### TASK REQUIREMENTS
1. Reproduce the passage of the forum thread on Trad style between "I mean how silly" and "(Oct 18, 2009)", inclusive.
2. In the forum thread on Trad style, what tie does the post by G Charles Blue mention wearing?

### TEXT EXTRACT
------------

Anyone can be Trad, if they feel it. And in my opinion, Trad is not now about blatant or subdued racism.


----------



## Scott Anderson (Nov 20, 2008)

*I agree*

No, no it's not racist at all. Exactly my point. But like any fashion, it does comes from somewhere. And it was the uniform of the elite class, most of whom were WASPS at that time. But fashion may also come from the runways of Paris or the streets of Harlem or the ranches of Texas or the beaches of Southern California. But it usually emanates from a group of people who invent and adopt and adapt it to suit their actual need at the time. By the time 50 years have passed and a look has been mass merchandised and so forth, it's a commercial object and an element of personal taste. After that, it's just a style choice.

I mean how silly would it be if we were talking about everyone who wore blue jeans was a biker and rebel because it was a style that caught fire from the Wild Ones. That being said jeans still do represent that hint of the casual, the comfortable and maybe even the rebel. Just as trad can represent simple elegance in men's fashion from a bygone era of glamorous women and suave men who dressed up before they left the house.

I think clothes elevate, express, define and refine who we are and want to be. That choice is open to anyone who can put the clothes on and carry it off.


----------



## G Charles Blue (Oct 18, 2009)

*Mexican-American Trad Wears Wasp*

Timely topic for me . . . me, with my hispanic sur name & heathenic ways, wore his gold wasp "emblematic" tie yesterday. The subtle GTH or FY.

I've only had one person get it, a Californio descendant . . .


----------



## Earl of Ormonde (Sep 5, 2008)

Scott Anderson said:


> The topic was raised by someone who I can only speculate wanted to feel included and welcomed into a group where the pictures he sees and the people he meets may not look or sound or feel like what he sees in the mirror. I rarely weigh in on non Anderson-Little topics but as someone who has benefited greatly from being raised in the thick of the WASP milieu, I identify with the question. Could I be a preppy and a Jew? I look like a WASP, am educated like a WASP, belong to all manner of traditionally WASP elite social organizations and bear the name of a WASP. But I'm not one. And I can promise you that there were those chilling moments growing up when someone's parent or grandparent would ask, "what does your father do for a living." And that would be that. Pegged as a shmata merchant.

------------

(Recorded data)

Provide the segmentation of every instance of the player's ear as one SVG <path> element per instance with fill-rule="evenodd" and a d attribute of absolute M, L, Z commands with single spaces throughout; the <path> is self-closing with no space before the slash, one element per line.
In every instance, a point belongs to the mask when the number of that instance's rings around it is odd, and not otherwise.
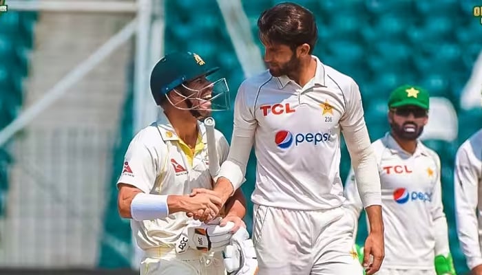
<path fill-rule="evenodd" d="M 304 57 L 306 55 L 310 55 L 311 49 L 311 47 L 310 47 L 309 45 L 303 43 L 297 47 L 296 51 L 297 52 L 299 57 Z"/>
<path fill-rule="evenodd" d="M 427 122 L 428 122 L 428 115 L 423 118 L 423 126 L 427 125 Z"/>
<path fill-rule="evenodd" d="M 393 122 L 393 112 L 391 111 L 390 110 L 388 110 L 388 112 L 386 113 L 386 117 L 388 119 L 388 123 L 391 124 Z"/>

------------

### RESULTS IN ORDER
1.
I mean how silly would it be if we were talking about everyone who wore blue jeans was a biker and rebel because it was a style that caught fire from the Wild Ones. That being said jeans still do represent that hint of the casual, the comfortable and maybe even the rebel. Just as trad can represent simple elegance in men's fashion from a bygone era of glamorous women and suave men who dressed up before they left the house.

I think clothes elevate, express, define and refine who we are and want to be. That choice is open to anyone who can put the clothes on and carry it off.


----------



## G Charles Blue (Oct 18, 2009)

2. A gold wasp "emblematic" tie.